··· Recorded data ···

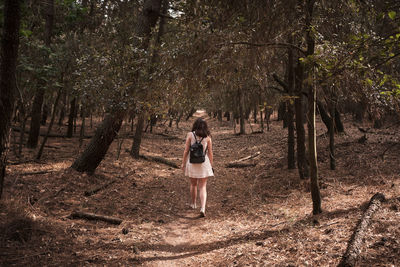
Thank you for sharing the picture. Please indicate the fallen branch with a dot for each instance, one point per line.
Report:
(94, 217)
(35, 173)
(17, 129)
(240, 165)
(356, 241)
(248, 157)
(160, 160)
(169, 137)
(97, 189)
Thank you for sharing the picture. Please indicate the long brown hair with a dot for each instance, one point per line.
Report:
(200, 128)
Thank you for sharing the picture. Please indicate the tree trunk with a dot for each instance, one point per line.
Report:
(219, 115)
(290, 111)
(326, 119)
(62, 110)
(45, 113)
(332, 136)
(53, 117)
(70, 129)
(349, 258)
(34, 129)
(301, 135)
(137, 139)
(338, 121)
(99, 144)
(312, 98)
(9, 55)
(241, 113)
(82, 130)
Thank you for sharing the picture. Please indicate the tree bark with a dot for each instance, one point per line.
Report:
(312, 98)
(338, 122)
(137, 139)
(332, 136)
(9, 55)
(70, 129)
(301, 135)
(99, 144)
(48, 12)
(53, 117)
(355, 243)
(290, 111)
(34, 129)
(241, 112)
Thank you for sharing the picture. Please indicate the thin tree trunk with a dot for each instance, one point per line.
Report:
(300, 132)
(34, 129)
(62, 111)
(312, 151)
(9, 55)
(241, 113)
(312, 98)
(137, 139)
(82, 130)
(338, 121)
(53, 117)
(332, 137)
(99, 144)
(290, 111)
(70, 129)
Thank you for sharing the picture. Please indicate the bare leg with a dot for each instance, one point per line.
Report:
(193, 192)
(203, 194)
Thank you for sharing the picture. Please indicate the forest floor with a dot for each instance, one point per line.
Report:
(258, 215)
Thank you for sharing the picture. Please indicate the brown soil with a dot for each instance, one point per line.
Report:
(255, 216)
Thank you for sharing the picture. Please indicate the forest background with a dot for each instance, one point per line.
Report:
(101, 74)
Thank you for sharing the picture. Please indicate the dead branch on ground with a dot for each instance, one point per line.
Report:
(160, 160)
(97, 189)
(94, 217)
(240, 165)
(356, 241)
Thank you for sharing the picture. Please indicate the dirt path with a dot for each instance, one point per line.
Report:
(255, 216)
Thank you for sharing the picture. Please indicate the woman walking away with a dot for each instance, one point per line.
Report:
(197, 162)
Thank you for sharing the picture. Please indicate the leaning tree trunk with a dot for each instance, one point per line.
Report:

···

* [Direction] Switch every "Report" in the lines above to "Result" and copy them out with nothing else changed. Leave the pictures out.

* [Correct response]
Thank you for sharing the picture. Please indicate the fallen branch with a dot for each instance, one point per line.
Result:
(94, 217)
(35, 173)
(17, 129)
(240, 165)
(356, 241)
(248, 157)
(160, 160)
(169, 137)
(97, 189)
Thank you for sharing the picture. Please indicate the long brown hair with a dot for each instance, one point per line.
Result:
(200, 128)
Thank you for sharing the picture. Please indicate the tree trunk with a dot for each instance, one point per line.
Result:
(219, 115)
(290, 111)
(326, 119)
(62, 110)
(45, 113)
(332, 136)
(53, 117)
(70, 129)
(349, 258)
(34, 129)
(301, 135)
(137, 139)
(338, 121)
(99, 144)
(312, 98)
(9, 55)
(241, 113)
(82, 130)
Thank you for sharing the picture. Please indicate the tree bark with a dot for each instance, one point per line.
Result:
(312, 98)
(338, 122)
(137, 139)
(332, 136)
(9, 55)
(70, 129)
(301, 135)
(99, 144)
(48, 12)
(53, 117)
(355, 243)
(290, 111)
(34, 129)
(241, 112)
Thank you for sharing the picture. Please indicate the thin tree trunk with a dot for each instance, one point per line.
Result:
(300, 132)
(34, 129)
(62, 111)
(312, 151)
(9, 55)
(241, 113)
(312, 98)
(137, 139)
(82, 130)
(338, 121)
(53, 117)
(332, 137)
(99, 144)
(290, 111)
(70, 129)
Thank you for sharing the picture. Please indicate the bare leg with a dot for each instance, one point per line.
Result:
(193, 192)
(203, 194)
Thank you for sharing the picture. Please indicate the forest floor with a dot for each instance, one point per line.
Result:
(258, 215)
Thank you for sharing the picture. Please indicate the brown soil with a dot for each instance, one point per line.
Result:
(255, 216)
Thank you for sharing the picture. Please indicate the forest background with a dot for each instance, one point per line.
Result:
(101, 74)
Thank you for sharing the picture. Please indicate the dead branch on ground with a dot for each instance, one point per line.
Result:
(160, 160)
(97, 189)
(94, 217)
(240, 165)
(356, 241)
Thank you for sharing the picture. Please indicate the dirt path with a dot for each instance, one point per line.
Result:
(255, 216)
Thank you for sharing the picture. Please indicate the woman walking away with a dot for each instance, one point per line.
Result:
(197, 162)
Thank you for sharing the picture. Please indicate the leaning tree trunk with a dot for each instance, one point per line.
Result:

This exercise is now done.